## Objective
Turn every line of the material below into a numbered list, leaving out the blank lines.

## Data
+++++
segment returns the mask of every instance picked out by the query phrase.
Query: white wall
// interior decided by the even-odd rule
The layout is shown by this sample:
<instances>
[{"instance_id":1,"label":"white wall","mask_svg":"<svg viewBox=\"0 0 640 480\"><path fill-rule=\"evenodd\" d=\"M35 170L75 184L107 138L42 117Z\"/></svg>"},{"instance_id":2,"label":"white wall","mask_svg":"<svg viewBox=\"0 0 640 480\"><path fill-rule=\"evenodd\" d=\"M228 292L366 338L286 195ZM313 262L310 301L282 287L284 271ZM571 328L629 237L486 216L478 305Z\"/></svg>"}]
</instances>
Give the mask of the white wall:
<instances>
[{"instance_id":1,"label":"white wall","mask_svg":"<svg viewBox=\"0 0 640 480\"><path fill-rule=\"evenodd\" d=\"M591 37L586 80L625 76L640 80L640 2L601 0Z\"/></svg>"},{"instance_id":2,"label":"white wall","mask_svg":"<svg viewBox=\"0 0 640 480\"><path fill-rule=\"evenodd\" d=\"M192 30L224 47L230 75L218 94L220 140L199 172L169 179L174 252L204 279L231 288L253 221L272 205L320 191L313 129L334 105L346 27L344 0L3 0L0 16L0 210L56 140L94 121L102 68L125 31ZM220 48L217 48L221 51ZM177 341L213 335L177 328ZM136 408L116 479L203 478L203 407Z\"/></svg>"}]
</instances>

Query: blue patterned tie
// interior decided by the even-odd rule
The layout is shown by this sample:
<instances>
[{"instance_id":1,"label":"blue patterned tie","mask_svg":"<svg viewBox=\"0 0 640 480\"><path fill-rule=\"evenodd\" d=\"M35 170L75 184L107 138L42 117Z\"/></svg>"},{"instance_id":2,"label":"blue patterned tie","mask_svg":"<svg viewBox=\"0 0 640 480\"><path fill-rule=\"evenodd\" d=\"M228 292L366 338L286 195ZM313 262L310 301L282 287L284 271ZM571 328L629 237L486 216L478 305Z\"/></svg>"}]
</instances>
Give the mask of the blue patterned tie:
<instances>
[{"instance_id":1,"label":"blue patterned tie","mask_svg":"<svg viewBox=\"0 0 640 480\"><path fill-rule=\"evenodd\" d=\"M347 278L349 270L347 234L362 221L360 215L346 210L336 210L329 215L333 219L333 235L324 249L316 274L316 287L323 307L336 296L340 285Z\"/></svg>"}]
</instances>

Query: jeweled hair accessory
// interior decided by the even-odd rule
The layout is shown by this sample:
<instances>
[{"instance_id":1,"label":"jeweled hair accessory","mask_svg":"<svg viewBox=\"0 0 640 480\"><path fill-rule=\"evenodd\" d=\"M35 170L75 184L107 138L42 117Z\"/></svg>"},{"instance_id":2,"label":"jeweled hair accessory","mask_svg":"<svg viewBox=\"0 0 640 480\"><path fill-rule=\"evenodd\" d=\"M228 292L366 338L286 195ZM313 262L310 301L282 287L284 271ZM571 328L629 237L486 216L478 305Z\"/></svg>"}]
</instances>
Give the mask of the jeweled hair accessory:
+++++
## Result
1. segment returns the mask of every instance picked out by the query phrase.
2. Query: white wall
3. // interior decided by the even-odd rule
4. The layout is shown by this sample:
5. <instances>
6. [{"instance_id":1,"label":"white wall","mask_svg":"<svg viewBox=\"0 0 640 480\"><path fill-rule=\"evenodd\" d=\"M35 170L75 184L107 138L42 117Z\"/></svg>"},{"instance_id":2,"label":"white wall","mask_svg":"<svg viewBox=\"0 0 640 480\"><path fill-rule=\"evenodd\" d=\"M228 292L366 338L286 195ZM313 262L310 301L282 287L284 271ZM571 328L629 237L486 216L478 305Z\"/></svg>"}]
7. </instances>
8. Give the mask of the white wall:
9. <instances>
10. [{"instance_id":1,"label":"white wall","mask_svg":"<svg viewBox=\"0 0 640 480\"><path fill-rule=\"evenodd\" d=\"M591 37L586 80L625 76L640 80L640 2L601 0Z\"/></svg>"},{"instance_id":2,"label":"white wall","mask_svg":"<svg viewBox=\"0 0 640 480\"><path fill-rule=\"evenodd\" d=\"M192 30L224 47L230 75L218 94L220 140L199 172L169 179L174 252L204 279L231 288L253 221L272 205L320 191L313 129L334 105L346 27L344 0L3 0L0 16L0 210L56 140L94 121L102 68L125 31ZM220 48L217 48L221 51ZM177 341L213 335L177 328ZM136 408L116 479L203 478L203 407Z\"/></svg>"}]
11. </instances>
12. Query: blue patterned tie
13. // interior decided by the even-odd rule
14. The layout is shown by this sample:
15. <instances>
16. [{"instance_id":1,"label":"blue patterned tie","mask_svg":"<svg viewBox=\"0 0 640 480\"><path fill-rule=\"evenodd\" d=\"M35 170L75 184L107 138L42 117Z\"/></svg>"},{"instance_id":2,"label":"blue patterned tie","mask_svg":"<svg viewBox=\"0 0 640 480\"><path fill-rule=\"evenodd\" d=\"M228 292L366 338L286 195ZM313 262L310 301L282 287L284 271ZM571 328L629 237L486 216L478 305Z\"/></svg>"}]
17. </instances>
18. Give the mask of the blue patterned tie:
19. <instances>
20. [{"instance_id":1,"label":"blue patterned tie","mask_svg":"<svg viewBox=\"0 0 640 480\"><path fill-rule=\"evenodd\" d=\"M347 278L349 270L347 234L362 221L360 215L346 210L336 210L329 215L333 219L333 235L324 249L316 274L316 287L323 307L336 296L340 285Z\"/></svg>"}]
21. </instances>
22. Query: jeweled hair accessory
23. // interior decided by the even-odd rule
24. The layout is shown by this sample:
25. <instances>
26. [{"instance_id":1,"label":"jeweled hair accessory","mask_svg":"<svg viewBox=\"0 0 640 480\"><path fill-rule=\"evenodd\" d=\"M35 170L75 184L107 138L42 117Z\"/></svg>"},{"instance_id":2,"label":"jeweled hair accessory","mask_svg":"<svg viewBox=\"0 0 640 480\"><path fill-rule=\"evenodd\" d=\"M228 292L366 338L286 195ZM313 262L310 301L282 287L284 271ZM571 328L629 237L486 216L478 305Z\"/></svg>"}]
27. </instances>
28. Give the mask of the jeweled hair accessory:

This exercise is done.